**TEXT PASSAGE:**

^^^^^^^^^^^^^^^^

# DIY CO2 using PVC?



## SkinniMini (Mar 26, 2006)

Lately I have been seriously thinking of building a DIY system out of PVC pipe for my 20 gal tank..kind of like a homemade, larger version of the neat little Hagen unit that I have on there now.
I have the tools, & the technology, can anyone with experience on this steer me in the right direction? (On a quick search, all I can find so far is info on the soda bottle method, or the diy pressurized, but will keep looking)


----------



## mrbelvedere138 (Jan 18, 2006)

It is much easier to just get a 1 gallon Gatorade bottle and do it that way.


----------



## SkinniMini (Mar 26, 2006)

I am looking more for something sturdier, & compact, able to fit in the space behind my aquarium-I don't like the look of soda bottles, I don't want to have them sitting on my floor while I have to figure out a way to hide them & have seen people use the PVc, I just can't remember where..

^^^^^^^^^^^^^^^^

**SUPPLIED RECORDS:**
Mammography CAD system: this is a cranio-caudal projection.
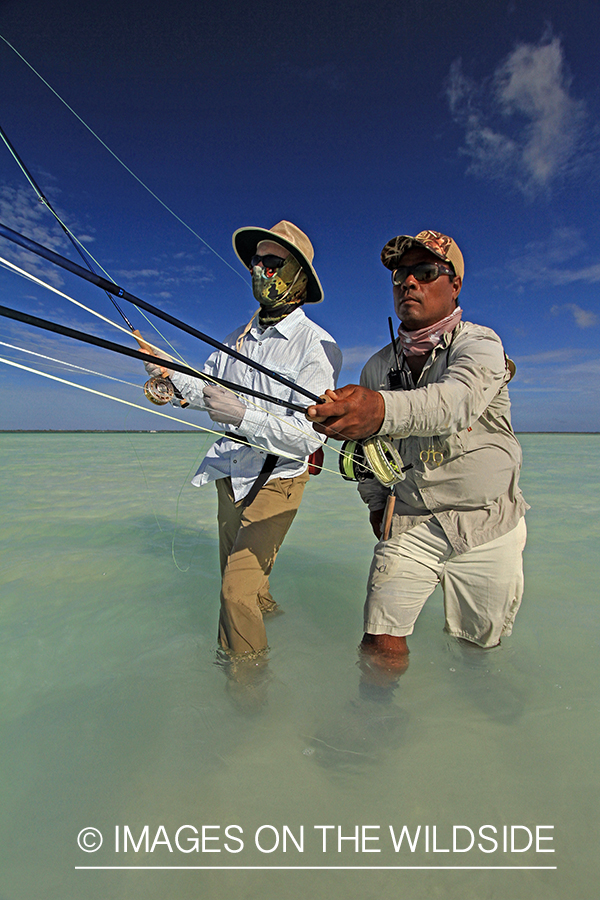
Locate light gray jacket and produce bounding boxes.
[359,322,528,553]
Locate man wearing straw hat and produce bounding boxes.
[308,231,527,675]
[142,221,342,657]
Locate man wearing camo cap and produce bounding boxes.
[307,231,527,685]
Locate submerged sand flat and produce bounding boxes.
[0,433,600,900]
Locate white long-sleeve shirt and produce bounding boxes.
[171,308,342,501]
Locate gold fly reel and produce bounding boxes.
[339,436,410,487]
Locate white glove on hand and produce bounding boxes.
[202,384,246,428]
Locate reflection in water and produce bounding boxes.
[0,434,600,900]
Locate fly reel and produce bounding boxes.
[144,376,175,406]
[339,436,411,487]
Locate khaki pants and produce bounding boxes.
[216,472,308,653]
[364,518,527,647]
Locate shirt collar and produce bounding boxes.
[250,306,306,340]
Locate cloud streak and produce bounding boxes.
[446,36,586,198]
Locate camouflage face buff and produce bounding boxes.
[252,256,308,327]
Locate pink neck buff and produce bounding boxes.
[398,306,462,356]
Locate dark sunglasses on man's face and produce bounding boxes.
[250,253,285,269]
[392,263,456,287]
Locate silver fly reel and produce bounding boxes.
[339,436,411,487]
[144,376,175,406]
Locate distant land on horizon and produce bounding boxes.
[0,428,600,435]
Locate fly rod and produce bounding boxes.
[0,306,310,413]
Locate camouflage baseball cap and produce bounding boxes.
[381,231,465,279]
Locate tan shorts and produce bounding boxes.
[364,518,527,647]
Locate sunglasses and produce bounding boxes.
[392,263,456,287]
[250,253,285,269]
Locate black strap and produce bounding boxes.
[224,431,279,509]
[242,453,279,509]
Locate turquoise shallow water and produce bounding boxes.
[0,433,600,900]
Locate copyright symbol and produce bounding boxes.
[77,828,102,853]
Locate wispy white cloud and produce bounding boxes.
[550,303,598,328]
[511,347,600,393]
[507,228,600,286]
[446,36,586,197]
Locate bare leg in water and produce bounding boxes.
[359,633,409,701]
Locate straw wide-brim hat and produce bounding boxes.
[232,219,323,303]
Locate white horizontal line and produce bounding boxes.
[75,866,558,872]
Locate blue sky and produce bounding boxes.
[0,0,600,431]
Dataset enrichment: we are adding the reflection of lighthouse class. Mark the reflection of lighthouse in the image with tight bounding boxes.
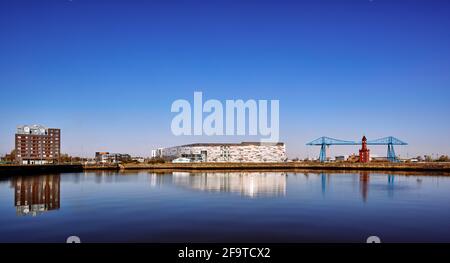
[359,172,370,202]
[359,136,370,163]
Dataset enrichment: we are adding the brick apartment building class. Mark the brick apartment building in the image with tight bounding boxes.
[15,125,61,164]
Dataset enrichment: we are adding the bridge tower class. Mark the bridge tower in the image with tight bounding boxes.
[359,136,370,163]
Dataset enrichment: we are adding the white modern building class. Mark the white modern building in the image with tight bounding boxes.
[155,142,287,162]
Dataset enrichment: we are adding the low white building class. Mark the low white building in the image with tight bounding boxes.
[157,142,287,162]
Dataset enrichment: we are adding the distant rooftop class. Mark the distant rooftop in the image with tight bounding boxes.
[178,142,284,147]
[16,124,48,135]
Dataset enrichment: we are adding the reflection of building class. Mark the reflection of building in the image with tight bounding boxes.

^^^^^^^^^^^^^^^^

**PROBLEM TO SOLVE:**
Copy the portion of the DIY CO2 forum thread from "## mrbelvedere138 (Jan" up to and including "can't remember where..", word for word.

**EXERCISE RESPONSE:**
## mrbelvedere138 (Jan 18, 2006)

It is much easier to just get a 1 gallon Gatorade bottle and do it that way.


----------



## SkinniMini (Mar 26, 2006)

I am looking more for something sturdier, & compact, able to fit in the space behind my aquarium-I don't like the look of soda bottles, I don't want to have them sitting on my floor while I have to figure out a way to hide them & have seen people use the PVc, I just can't remember where..